- [Data section]:
#####

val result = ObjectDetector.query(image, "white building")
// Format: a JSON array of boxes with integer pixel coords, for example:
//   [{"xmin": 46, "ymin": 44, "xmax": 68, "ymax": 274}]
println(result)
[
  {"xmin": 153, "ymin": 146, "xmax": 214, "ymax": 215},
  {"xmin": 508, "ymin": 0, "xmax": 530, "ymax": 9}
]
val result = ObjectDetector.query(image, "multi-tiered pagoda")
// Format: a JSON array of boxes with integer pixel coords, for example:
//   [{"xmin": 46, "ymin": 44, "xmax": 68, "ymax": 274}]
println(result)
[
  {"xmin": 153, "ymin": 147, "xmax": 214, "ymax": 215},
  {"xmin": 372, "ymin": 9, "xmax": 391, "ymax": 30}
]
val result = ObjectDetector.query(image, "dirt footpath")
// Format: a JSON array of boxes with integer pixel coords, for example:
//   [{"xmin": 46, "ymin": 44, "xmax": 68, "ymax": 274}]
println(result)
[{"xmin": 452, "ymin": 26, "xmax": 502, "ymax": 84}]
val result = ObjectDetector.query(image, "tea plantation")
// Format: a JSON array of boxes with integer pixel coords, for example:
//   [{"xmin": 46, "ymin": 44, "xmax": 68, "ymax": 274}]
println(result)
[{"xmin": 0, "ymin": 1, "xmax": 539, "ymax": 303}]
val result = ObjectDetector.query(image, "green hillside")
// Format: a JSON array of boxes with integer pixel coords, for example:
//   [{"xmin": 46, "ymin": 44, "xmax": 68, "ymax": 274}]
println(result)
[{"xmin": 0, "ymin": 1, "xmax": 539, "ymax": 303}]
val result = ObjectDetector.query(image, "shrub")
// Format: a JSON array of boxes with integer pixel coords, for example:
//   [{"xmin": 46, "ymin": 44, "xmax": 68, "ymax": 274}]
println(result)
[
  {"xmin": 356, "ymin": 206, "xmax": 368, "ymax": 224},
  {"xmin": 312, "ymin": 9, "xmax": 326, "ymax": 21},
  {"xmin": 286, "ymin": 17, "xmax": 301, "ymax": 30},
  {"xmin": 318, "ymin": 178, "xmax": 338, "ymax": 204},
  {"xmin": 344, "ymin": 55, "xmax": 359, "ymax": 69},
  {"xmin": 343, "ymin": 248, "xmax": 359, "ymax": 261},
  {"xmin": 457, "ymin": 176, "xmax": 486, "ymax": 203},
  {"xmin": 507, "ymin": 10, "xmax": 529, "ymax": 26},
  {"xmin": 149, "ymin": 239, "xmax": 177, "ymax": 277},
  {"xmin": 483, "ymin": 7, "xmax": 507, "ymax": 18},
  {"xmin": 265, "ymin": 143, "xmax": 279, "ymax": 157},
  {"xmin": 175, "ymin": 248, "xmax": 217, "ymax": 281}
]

#####

- [Work instructions]: Give back the data above exactly as it appears.

- [Solution for this exercise]:
val result = ObjectDetector.query(image, "white building")
// Format: a JSON array of boxes with integer pixel coords, for example:
//   [{"xmin": 46, "ymin": 44, "xmax": 68, "ymax": 274}]
println(result)
[
  {"xmin": 153, "ymin": 146, "xmax": 214, "ymax": 215},
  {"xmin": 508, "ymin": 0, "xmax": 530, "ymax": 9}
]
val result = ObjectDetector.query(image, "multi-tiered pagoda")
// Format: a JSON array of boxes with integer pixel coords, for example:
//   [{"xmin": 46, "ymin": 44, "xmax": 68, "ymax": 274}]
println(result)
[
  {"xmin": 153, "ymin": 147, "xmax": 214, "ymax": 215},
  {"xmin": 372, "ymin": 9, "xmax": 391, "ymax": 30}
]
val result = ObjectDetector.query(image, "dirt footpath")
// Format: a JSON array of boxes with integer pixel coords, for example:
//   [{"xmin": 46, "ymin": 44, "xmax": 68, "ymax": 274}]
println(result)
[{"xmin": 452, "ymin": 26, "xmax": 502, "ymax": 84}]
val result = ObjectDetector.query(image, "tea plantation")
// Format: a JSON array of boxes with integer pixel coords, for example:
//   [{"xmin": 46, "ymin": 44, "xmax": 68, "ymax": 274}]
println(result)
[{"xmin": 0, "ymin": 1, "xmax": 539, "ymax": 303}]
val result = ObjectDetector.query(image, "green hillside")
// Format: a JSON array of boxes with integer pixel coords, for example:
//   [{"xmin": 46, "ymin": 44, "xmax": 68, "ymax": 274}]
println(result)
[{"xmin": 0, "ymin": 1, "xmax": 539, "ymax": 303}]
val result = ObjectDetector.query(image, "shrub")
// Format: a JSON array of boxes with integer pixel coords, for example:
//   [{"xmin": 46, "ymin": 44, "xmax": 68, "ymax": 274}]
println(result)
[
  {"xmin": 356, "ymin": 206, "xmax": 368, "ymax": 224},
  {"xmin": 312, "ymin": 9, "xmax": 326, "ymax": 21},
  {"xmin": 286, "ymin": 17, "xmax": 301, "ymax": 30},
  {"xmin": 318, "ymin": 178, "xmax": 338, "ymax": 204},
  {"xmin": 344, "ymin": 55, "xmax": 359, "ymax": 69},
  {"xmin": 343, "ymin": 248, "xmax": 359, "ymax": 261},
  {"xmin": 457, "ymin": 176, "xmax": 486, "ymax": 203},
  {"xmin": 507, "ymin": 10, "xmax": 529, "ymax": 26},
  {"xmin": 149, "ymin": 239, "xmax": 177, "ymax": 277},
  {"xmin": 483, "ymin": 7, "xmax": 507, "ymax": 18},
  {"xmin": 265, "ymin": 143, "xmax": 279, "ymax": 157},
  {"xmin": 175, "ymin": 248, "xmax": 217, "ymax": 281}
]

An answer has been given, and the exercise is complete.